Do this >> Edit the entries below by replacing each occurrence of "component" with "module", keeping everything else unchanged. Reproduce all the entries, but omit the pictures.

Point placement records
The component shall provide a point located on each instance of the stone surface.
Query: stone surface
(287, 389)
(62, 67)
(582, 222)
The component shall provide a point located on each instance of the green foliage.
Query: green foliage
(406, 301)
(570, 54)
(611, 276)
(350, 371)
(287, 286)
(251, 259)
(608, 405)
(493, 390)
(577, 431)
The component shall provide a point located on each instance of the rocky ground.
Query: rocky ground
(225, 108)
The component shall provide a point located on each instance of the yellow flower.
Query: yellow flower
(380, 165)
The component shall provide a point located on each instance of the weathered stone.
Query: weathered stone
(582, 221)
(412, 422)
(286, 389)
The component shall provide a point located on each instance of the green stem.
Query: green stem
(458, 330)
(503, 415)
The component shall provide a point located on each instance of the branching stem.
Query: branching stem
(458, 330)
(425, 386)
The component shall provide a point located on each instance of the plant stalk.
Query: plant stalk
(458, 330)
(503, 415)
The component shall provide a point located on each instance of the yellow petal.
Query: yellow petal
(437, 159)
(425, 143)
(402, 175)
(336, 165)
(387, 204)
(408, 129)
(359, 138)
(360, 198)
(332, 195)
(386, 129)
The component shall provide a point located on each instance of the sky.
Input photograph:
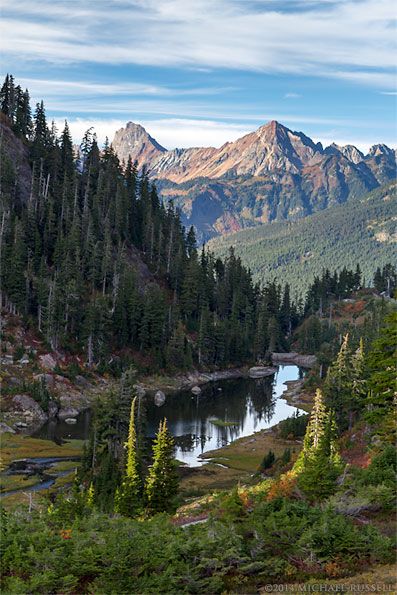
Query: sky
(204, 72)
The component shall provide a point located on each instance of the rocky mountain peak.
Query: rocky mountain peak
(381, 149)
(349, 151)
(135, 141)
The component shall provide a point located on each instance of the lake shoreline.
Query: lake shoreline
(196, 377)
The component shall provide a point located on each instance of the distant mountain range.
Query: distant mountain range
(361, 232)
(270, 174)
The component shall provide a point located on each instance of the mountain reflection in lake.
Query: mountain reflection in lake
(251, 405)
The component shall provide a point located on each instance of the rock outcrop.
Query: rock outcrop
(293, 358)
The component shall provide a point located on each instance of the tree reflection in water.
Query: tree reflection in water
(250, 404)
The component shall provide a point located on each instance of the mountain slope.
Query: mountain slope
(363, 232)
(270, 174)
(133, 141)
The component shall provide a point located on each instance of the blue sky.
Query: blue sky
(202, 72)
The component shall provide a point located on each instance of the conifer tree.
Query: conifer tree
(338, 384)
(128, 495)
(381, 369)
(319, 463)
(161, 485)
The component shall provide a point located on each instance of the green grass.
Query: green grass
(16, 446)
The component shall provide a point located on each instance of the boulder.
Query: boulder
(293, 358)
(52, 409)
(82, 382)
(4, 429)
(140, 391)
(261, 371)
(47, 361)
(48, 379)
(7, 359)
(67, 413)
(29, 407)
(159, 398)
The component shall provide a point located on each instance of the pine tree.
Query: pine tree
(319, 463)
(381, 369)
(338, 384)
(128, 499)
(161, 485)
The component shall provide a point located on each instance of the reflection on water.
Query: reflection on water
(251, 405)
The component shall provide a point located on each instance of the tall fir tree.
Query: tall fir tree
(161, 485)
(128, 498)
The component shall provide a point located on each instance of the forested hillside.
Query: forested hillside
(84, 229)
(362, 232)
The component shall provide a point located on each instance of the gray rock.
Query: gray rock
(52, 409)
(159, 398)
(29, 407)
(83, 382)
(67, 413)
(47, 378)
(47, 361)
(261, 371)
(306, 361)
(7, 359)
(4, 428)
(140, 391)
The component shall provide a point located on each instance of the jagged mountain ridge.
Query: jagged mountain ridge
(270, 174)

Correct output >>
The module shall provide a point located on each instance of the stone surface.
Query: stone surface
(287, 389)
(62, 67)
(582, 222)
The module shall provide a point located on each instance of the green foliage.
Query: green foliage
(406, 301)
(570, 54)
(611, 276)
(350, 371)
(287, 286)
(251, 259)
(608, 405)
(493, 390)
(577, 431)
The module shall provide a point located on each instance of the rocky ground.
Query: rocky ground
(225, 108)
The module shall provide a point located on each instance of the yellow flower.
Query: yellow flower
(380, 165)
The module shall provide a point located on each instance of the weathered stone.
Query: weathered stone
(582, 221)
(412, 422)
(286, 389)
The module shall provide a point located on each instance of the green stem.
Query: green stem
(458, 330)
(503, 415)
The module shall provide a point located on each instance of the branching stem.
Query: branching stem
(458, 330)
(425, 386)
The module shall provide a point located on each instance of the plant stalk.
Query: plant stalk
(458, 330)
(503, 415)
The module shall provide a point located on each instance of the yellow petal.
Query: yellow petal
(437, 159)
(425, 143)
(402, 175)
(336, 165)
(387, 204)
(408, 129)
(359, 138)
(360, 198)
(332, 195)
(386, 129)
The module shall provide a point located on each instance of the sky.
Input photograph:
Query: sky
(204, 72)
The module shall provide a point located on each instance of the rocky mountain peak.
Query: rocky mountain peak
(381, 149)
(349, 151)
(135, 141)
The module shall provide a point located on each instance of the lake shoreline.
Query: lake shoreline
(196, 377)
The module shall provide a point located on each instance of the distant mountain range.
Query: distant mountain range
(361, 232)
(270, 174)
The module shall provide a point located on each instance of the mountain reflection in lake.
Query: mountain reflection in lake
(251, 405)
The module shall provide a point located on each instance of the rock outcrop.
Query: rock outcrop
(293, 358)
The module shall provide a point located on each instance of the tree reflection in water.
Query: tree reflection in water
(250, 404)
The module shall provide a point located on each instance of the mountain slope.
Query: mountain slope
(363, 232)
(270, 174)
(133, 141)
The module shall provide a point located on each instance of the blue sky.
Query: blue sky
(202, 72)
The module shall provide a point located on each instance of the conifer tree.
Query: conifer tree
(338, 384)
(128, 495)
(381, 369)
(319, 463)
(161, 485)
The module shall provide a point located on each instance of the green grass.
Query: green grass
(16, 446)
The module shall provide a point located on each instance of the boulder.
Query: boulder
(293, 358)
(52, 409)
(82, 382)
(4, 429)
(140, 391)
(261, 371)
(47, 361)
(48, 379)
(7, 359)
(67, 413)
(29, 407)
(159, 398)
The module shall provide a point located on each instance of the pine tree.
Query: pine tree
(319, 463)
(381, 369)
(338, 384)
(128, 499)
(161, 485)
The module shall provide a point located on each instance of the reflection on water.
Query: reflection on water
(251, 405)
The module shall provide a point located on each instance of the tall fir tree.
Query: tall fir tree
(161, 485)
(128, 498)
The module shall provide a point located on each instance of the forested hillside.
Query: forested hillside
(84, 229)
(362, 232)
The module shall provide a point located on each instance of the gray rock.
Query: gray rock
(52, 409)
(159, 398)
(29, 407)
(83, 382)
(67, 413)
(47, 378)
(47, 361)
(261, 371)
(306, 361)
(7, 359)
(4, 428)
(140, 391)
The module shall provide a point located on each instance of the jagged mountain ridge.
Query: jagged mountain ridge
(270, 174)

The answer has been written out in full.